> **Requirement**
Each line of the listing where "below" appears should be reported.

Segment Start: Provided entries

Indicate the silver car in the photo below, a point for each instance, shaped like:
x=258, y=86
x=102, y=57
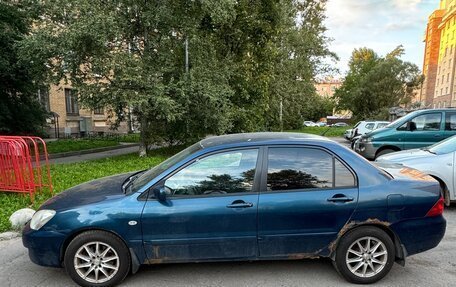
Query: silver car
x=437, y=160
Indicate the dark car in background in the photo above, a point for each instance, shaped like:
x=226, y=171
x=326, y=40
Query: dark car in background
x=245, y=197
x=415, y=130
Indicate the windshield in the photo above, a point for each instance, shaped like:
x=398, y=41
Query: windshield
x=443, y=147
x=147, y=176
x=399, y=121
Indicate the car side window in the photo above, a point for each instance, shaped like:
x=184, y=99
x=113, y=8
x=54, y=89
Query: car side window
x=294, y=168
x=343, y=176
x=370, y=126
x=222, y=173
x=426, y=122
x=450, y=121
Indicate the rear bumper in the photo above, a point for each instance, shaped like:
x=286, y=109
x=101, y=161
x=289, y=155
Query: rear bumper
x=43, y=246
x=421, y=234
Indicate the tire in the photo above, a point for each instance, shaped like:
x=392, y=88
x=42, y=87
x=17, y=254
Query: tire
x=384, y=151
x=353, y=271
x=82, y=251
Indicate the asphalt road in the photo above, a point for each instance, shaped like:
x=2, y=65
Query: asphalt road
x=436, y=267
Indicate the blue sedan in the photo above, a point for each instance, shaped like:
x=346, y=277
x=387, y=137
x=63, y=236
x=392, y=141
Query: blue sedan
x=260, y=196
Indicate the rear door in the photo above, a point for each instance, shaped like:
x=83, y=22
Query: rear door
x=307, y=195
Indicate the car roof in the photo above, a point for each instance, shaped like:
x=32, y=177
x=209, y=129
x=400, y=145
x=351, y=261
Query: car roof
x=261, y=138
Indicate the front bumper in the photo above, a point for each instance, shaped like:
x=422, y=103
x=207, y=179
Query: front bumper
x=43, y=246
x=367, y=150
x=421, y=234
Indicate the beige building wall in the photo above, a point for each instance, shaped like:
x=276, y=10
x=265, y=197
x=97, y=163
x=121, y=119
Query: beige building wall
x=445, y=91
x=326, y=88
x=439, y=67
x=74, y=120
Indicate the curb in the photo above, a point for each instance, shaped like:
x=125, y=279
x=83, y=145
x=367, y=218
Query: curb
x=88, y=151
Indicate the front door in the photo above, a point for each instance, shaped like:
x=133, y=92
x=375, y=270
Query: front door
x=210, y=212
x=305, y=200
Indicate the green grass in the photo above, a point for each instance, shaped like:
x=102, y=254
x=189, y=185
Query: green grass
x=66, y=145
x=65, y=176
x=326, y=131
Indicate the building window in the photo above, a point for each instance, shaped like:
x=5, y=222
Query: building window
x=43, y=98
x=98, y=111
x=71, y=102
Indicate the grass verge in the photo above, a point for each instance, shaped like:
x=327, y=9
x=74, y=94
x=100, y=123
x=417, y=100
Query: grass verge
x=326, y=131
x=65, y=176
x=66, y=145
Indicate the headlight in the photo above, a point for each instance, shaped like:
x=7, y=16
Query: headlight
x=40, y=218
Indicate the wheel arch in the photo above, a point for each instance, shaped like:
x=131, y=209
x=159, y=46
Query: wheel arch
x=444, y=187
x=400, y=251
x=133, y=257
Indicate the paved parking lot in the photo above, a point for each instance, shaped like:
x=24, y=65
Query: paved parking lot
x=436, y=267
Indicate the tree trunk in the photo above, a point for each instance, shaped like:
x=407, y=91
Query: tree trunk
x=142, y=137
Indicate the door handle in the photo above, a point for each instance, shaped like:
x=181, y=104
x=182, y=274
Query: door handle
x=240, y=204
x=340, y=198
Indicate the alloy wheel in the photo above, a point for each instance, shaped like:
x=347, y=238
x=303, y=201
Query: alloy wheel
x=96, y=262
x=366, y=257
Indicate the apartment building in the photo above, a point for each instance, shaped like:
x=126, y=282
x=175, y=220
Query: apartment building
x=439, y=67
x=68, y=118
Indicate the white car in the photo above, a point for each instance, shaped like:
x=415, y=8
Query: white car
x=437, y=160
x=309, y=124
x=364, y=127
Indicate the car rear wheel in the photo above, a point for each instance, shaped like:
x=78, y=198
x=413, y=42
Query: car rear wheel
x=365, y=255
x=97, y=258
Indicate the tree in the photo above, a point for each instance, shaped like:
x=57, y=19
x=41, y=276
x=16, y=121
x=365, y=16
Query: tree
x=20, y=112
x=374, y=84
x=245, y=57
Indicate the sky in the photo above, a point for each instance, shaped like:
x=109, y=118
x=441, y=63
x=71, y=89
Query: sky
x=378, y=24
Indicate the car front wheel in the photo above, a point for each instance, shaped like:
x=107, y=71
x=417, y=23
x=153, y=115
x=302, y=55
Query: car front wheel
x=97, y=258
x=365, y=255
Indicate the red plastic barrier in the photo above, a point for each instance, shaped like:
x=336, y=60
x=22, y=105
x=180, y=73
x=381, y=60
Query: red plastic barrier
x=20, y=166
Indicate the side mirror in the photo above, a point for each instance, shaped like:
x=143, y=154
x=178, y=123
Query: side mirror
x=411, y=126
x=160, y=193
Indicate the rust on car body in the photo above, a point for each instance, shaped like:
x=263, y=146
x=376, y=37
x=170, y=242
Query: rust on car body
x=349, y=225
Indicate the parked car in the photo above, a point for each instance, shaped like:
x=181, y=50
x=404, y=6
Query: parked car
x=437, y=160
x=417, y=129
x=364, y=127
x=309, y=124
x=340, y=124
x=260, y=196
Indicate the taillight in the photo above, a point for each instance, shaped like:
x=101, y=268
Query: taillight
x=437, y=209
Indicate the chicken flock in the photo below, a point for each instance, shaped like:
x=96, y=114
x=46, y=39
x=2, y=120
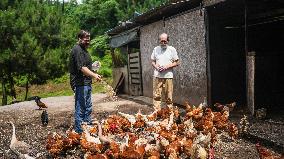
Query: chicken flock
x=164, y=133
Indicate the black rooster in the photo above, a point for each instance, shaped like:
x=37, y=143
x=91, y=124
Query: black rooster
x=44, y=118
x=39, y=103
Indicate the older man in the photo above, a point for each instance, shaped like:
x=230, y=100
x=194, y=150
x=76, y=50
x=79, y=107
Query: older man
x=164, y=59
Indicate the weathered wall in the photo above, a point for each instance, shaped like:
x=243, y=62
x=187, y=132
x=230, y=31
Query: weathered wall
x=211, y=2
x=116, y=73
x=187, y=35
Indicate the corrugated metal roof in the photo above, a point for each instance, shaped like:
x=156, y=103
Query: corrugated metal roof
x=156, y=14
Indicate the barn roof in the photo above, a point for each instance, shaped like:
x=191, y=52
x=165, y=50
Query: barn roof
x=156, y=14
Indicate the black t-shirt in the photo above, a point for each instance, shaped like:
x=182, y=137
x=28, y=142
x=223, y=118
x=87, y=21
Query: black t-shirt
x=79, y=57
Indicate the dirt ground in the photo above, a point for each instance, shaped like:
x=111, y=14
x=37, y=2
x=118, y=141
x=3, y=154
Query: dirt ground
x=27, y=121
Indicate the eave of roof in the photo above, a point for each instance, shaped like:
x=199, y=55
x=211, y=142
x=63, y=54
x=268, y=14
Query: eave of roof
x=156, y=14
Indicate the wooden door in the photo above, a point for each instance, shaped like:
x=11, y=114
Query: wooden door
x=134, y=74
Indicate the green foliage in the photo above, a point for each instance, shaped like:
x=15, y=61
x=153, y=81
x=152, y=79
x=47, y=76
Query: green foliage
x=62, y=79
x=36, y=36
x=99, y=44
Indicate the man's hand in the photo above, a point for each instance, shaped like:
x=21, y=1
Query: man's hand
x=161, y=68
x=98, y=77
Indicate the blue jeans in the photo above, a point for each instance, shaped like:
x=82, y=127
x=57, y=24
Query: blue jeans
x=83, y=106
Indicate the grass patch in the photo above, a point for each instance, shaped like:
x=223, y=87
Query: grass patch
x=54, y=88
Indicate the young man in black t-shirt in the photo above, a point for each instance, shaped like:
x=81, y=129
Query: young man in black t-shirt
x=81, y=79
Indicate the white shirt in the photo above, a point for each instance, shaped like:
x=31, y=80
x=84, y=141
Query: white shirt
x=164, y=57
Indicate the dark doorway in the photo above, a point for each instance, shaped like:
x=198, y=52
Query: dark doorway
x=227, y=53
x=264, y=35
x=266, y=40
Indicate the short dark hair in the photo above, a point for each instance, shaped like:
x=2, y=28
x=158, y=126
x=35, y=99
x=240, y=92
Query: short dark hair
x=83, y=34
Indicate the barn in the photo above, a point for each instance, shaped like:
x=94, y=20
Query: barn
x=229, y=50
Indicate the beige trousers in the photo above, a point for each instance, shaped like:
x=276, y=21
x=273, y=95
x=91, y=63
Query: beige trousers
x=165, y=86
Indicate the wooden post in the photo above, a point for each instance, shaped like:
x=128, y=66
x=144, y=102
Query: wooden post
x=250, y=78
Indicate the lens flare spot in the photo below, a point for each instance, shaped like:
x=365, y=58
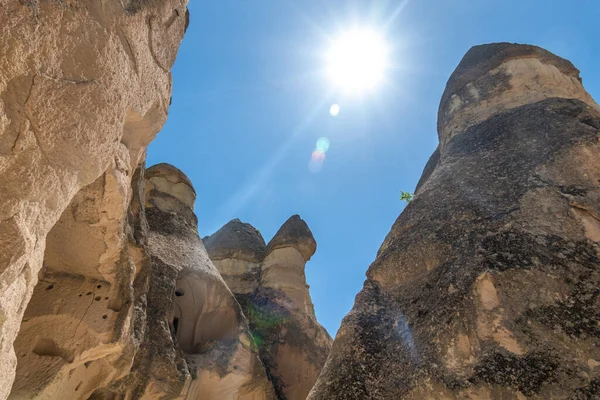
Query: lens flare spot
x=334, y=110
x=323, y=144
x=318, y=155
x=316, y=160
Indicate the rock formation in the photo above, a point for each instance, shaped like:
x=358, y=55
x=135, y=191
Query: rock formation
x=84, y=87
x=487, y=286
x=270, y=284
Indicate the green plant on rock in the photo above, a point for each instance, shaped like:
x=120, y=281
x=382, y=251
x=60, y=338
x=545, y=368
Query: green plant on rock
x=406, y=196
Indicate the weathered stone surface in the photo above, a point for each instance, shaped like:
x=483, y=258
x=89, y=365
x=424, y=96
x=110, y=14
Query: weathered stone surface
x=294, y=233
x=236, y=240
x=488, y=284
x=83, y=85
x=196, y=341
x=273, y=293
x=76, y=334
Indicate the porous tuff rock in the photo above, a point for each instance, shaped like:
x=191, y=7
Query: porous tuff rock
x=196, y=341
x=488, y=284
x=294, y=233
x=273, y=293
x=83, y=85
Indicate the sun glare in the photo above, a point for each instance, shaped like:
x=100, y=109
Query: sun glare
x=357, y=60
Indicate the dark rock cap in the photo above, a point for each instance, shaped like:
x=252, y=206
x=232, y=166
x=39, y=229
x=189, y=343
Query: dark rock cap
x=236, y=239
x=481, y=59
x=169, y=172
x=294, y=233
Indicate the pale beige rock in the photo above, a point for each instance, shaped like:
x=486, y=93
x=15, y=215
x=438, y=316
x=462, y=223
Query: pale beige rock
x=78, y=80
x=275, y=297
x=79, y=315
x=196, y=342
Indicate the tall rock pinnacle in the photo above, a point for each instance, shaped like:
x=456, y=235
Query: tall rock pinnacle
x=84, y=87
x=270, y=284
x=487, y=284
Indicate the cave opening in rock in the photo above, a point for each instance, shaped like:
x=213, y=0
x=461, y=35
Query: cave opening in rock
x=203, y=312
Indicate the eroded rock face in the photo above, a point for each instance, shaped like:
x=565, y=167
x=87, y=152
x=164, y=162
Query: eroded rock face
x=196, y=342
x=270, y=284
x=84, y=87
x=78, y=333
x=487, y=284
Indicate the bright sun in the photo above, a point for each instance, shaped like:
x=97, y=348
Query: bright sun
x=357, y=60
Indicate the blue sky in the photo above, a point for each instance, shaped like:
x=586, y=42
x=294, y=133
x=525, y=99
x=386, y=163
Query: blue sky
x=251, y=99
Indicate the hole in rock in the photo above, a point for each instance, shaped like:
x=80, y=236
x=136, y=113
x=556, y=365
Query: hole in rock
x=204, y=312
x=46, y=347
x=175, y=325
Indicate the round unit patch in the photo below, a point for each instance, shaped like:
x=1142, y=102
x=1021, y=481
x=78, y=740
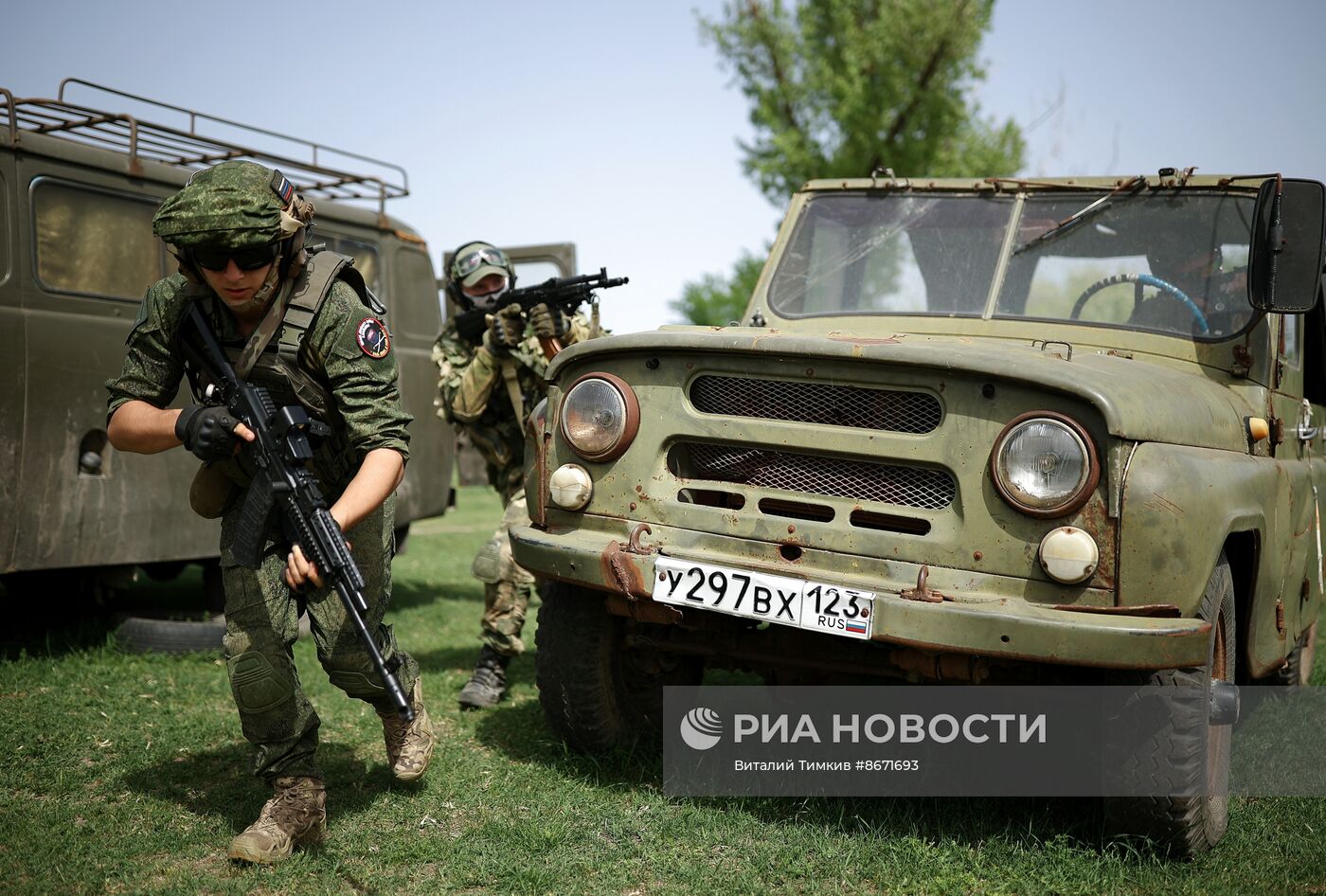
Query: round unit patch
x=373, y=337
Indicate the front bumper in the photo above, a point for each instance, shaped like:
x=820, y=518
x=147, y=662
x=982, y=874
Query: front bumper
x=983, y=614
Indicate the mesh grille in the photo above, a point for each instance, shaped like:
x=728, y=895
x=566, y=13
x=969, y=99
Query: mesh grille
x=841, y=405
x=912, y=487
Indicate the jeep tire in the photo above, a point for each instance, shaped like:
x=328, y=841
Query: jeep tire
x=1184, y=754
x=597, y=692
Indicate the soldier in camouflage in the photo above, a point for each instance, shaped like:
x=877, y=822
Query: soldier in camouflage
x=488, y=388
x=304, y=326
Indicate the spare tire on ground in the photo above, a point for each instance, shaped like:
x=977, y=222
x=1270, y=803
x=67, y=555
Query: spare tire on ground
x=143, y=636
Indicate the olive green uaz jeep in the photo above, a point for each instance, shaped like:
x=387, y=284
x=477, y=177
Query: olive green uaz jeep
x=972, y=431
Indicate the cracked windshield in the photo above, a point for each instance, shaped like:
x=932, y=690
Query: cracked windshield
x=1170, y=262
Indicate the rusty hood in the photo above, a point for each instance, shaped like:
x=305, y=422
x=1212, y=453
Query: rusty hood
x=1138, y=399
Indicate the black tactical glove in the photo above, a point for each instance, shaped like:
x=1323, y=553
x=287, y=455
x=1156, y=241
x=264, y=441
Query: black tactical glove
x=506, y=329
x=208, y=431
x=547, y=324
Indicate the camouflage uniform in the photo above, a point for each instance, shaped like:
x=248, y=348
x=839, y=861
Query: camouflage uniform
x=261, y=611
x=474, y=394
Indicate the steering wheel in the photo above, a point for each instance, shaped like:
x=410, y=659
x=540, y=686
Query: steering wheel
x=1140, y=279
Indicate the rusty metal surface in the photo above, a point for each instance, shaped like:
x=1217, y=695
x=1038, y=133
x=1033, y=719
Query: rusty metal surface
x=1179, y=483
x=1007, y=627
x=1156, y=610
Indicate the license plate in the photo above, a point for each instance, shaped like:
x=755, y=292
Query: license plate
x=768, y=598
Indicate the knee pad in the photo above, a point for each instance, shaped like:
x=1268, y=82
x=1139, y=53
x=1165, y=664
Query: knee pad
x=258, y=686
x=488, y=563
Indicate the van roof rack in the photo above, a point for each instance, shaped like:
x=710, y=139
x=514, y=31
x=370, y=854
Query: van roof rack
x=314, y=169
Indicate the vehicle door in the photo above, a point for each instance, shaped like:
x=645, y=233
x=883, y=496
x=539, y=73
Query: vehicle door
x=12, y=362
x=86, y=232
x=1301, y=461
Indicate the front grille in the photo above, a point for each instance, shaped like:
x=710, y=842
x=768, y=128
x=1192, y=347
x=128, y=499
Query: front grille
x=861, y=480
x=841, y=405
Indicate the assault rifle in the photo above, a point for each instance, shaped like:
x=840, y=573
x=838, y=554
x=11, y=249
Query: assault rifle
x=559, y=293
x=280, y=452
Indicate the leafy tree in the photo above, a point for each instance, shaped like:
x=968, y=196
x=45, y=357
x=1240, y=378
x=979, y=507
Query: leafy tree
x=842, y=88
x=716, y=299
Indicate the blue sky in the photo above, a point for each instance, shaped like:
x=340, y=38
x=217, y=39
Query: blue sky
x=612, y=126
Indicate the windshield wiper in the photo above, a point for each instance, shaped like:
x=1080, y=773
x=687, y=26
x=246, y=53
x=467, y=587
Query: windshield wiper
x=1078, y=216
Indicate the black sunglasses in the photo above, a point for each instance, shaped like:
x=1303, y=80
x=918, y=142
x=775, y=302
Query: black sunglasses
x=244, y=259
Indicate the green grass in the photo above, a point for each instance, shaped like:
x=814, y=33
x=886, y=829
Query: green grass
x=128, y=774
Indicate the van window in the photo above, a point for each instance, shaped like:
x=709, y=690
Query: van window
x=413, y=305
x=96, y=242
x=365, y=255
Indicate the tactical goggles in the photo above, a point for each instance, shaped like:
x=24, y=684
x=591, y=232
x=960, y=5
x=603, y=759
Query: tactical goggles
x=473, y=261
x=242, y=259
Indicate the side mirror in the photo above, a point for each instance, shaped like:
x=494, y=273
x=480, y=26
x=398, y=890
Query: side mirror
x=1288, y=231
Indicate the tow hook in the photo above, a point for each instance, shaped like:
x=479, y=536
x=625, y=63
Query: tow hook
x=1224, y=703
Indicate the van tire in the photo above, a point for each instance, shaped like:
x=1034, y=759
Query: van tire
x=143, y=636
x=596, y=693
x=1187, y=752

Segment End: Provided entries

> **Exercise result**
Indicate the silver car in the photo below, a point for each instance, shaped like:
Indicate the chicken flock in the photo below, a point for each instance, shaped like:
Indicate the lens flare spot in the photo below, a point for each instance, shaped like:
Indicate the round unit patch in the photo below, a point for each instance, shaped like:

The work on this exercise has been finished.